*TEXT TO READ:*
- - - -

It was in this night of time, when the incubus of bigotry sat heavy on the human soul:
When crown and crosier ruled a coward world,
And mental darkness o’er the nations curled,
When, wrapped in sleep, earth’s torpid children lay,
Hugged their vile chains, and dreamed their age away,
“Twas then, by faith impelled, by freedom fired,
By hope supported, and by God inspired,
“Twas then the Pilgrims left their fathers’ graves,
To seek a Home beyond the waste of waves;
And where it rose, all rough and wintry, here,
They swelled devotion’s song, and dropped devotion’s tear.
Can we sufficiently admire the firmness of this little brotherhood, thus self-banished from their country? Unkind and cruel, it was true, but still their country? There they were born, and there, where the lamp of life was lighted, they had hoped it would go out. There a father’s hand had led them, a mother’s smile had warmed them. There were the haunts of their boyish days, their kinsfolk, their friends, their recollections, their all. Yet all was left; even while their heartstrings bled at the parting, all was left; and a stormy sea, a savage waste, and a fearful destiny, were encountered for Heaven, and for You.

- - - -

*LISTED ENTRIES:*
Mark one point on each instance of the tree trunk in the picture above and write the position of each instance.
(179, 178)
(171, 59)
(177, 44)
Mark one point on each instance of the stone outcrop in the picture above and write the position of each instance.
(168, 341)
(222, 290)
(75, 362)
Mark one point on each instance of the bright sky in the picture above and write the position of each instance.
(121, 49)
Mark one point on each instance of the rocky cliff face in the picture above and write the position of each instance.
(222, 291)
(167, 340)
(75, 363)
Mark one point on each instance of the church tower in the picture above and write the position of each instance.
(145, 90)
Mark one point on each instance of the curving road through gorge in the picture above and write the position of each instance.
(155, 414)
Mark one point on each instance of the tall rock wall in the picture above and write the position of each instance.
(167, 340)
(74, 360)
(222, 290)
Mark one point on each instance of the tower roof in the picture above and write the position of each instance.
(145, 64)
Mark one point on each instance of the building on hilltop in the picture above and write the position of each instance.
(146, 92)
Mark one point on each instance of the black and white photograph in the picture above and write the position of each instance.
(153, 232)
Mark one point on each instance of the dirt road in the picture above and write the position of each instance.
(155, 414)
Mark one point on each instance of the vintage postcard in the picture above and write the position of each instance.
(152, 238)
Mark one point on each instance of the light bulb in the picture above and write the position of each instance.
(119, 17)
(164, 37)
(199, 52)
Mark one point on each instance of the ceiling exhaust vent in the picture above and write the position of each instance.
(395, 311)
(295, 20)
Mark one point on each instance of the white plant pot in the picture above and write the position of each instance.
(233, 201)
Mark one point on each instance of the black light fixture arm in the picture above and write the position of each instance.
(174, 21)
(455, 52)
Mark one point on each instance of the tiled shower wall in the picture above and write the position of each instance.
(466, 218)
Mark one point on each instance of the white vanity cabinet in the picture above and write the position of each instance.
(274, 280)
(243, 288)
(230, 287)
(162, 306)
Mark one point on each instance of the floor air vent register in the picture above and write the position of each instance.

- - - -

In the passage on the Pilgrims, rewrite the part that opens with the words "Can we sufficiently" and closes with "and for You.", putting "fellowship" in place of "brotherhood".

Can we sufficiently admire the firmness of this little fellowship, thus self-banished from their country? Unkind and cruel, it was true, but still their country? There they were born, and there, where the lamp of life was lighted, they had hoped it would go out. There a father’s hand had led them, a mother’s smile had warmed them. There were the haunts of their boyish days, their kinsfolk, their friends, their recollections, their all. Yet all was left; even while their heartstrings bled at the parting, all was left; and a stormy sea, a savage waste, and a fearful destiny, were encountered for Heaven, and for You.